▼▼▼

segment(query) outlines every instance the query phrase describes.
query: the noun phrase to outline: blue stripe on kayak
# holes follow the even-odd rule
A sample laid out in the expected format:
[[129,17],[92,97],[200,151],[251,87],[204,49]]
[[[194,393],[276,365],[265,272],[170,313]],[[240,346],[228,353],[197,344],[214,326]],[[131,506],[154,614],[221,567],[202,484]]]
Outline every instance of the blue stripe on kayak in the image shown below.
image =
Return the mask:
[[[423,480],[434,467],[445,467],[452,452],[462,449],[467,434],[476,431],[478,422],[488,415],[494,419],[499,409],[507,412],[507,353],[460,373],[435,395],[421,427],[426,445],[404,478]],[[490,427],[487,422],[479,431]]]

▲▲▲

- Problem description: Report each line of the items that contains the string "stripe", copying every such line in full.

- Expected answer:
query: the noun phrase to outline: blue stripe on kayak
Outline every instance of the blue stripe on kayak in the image shown below.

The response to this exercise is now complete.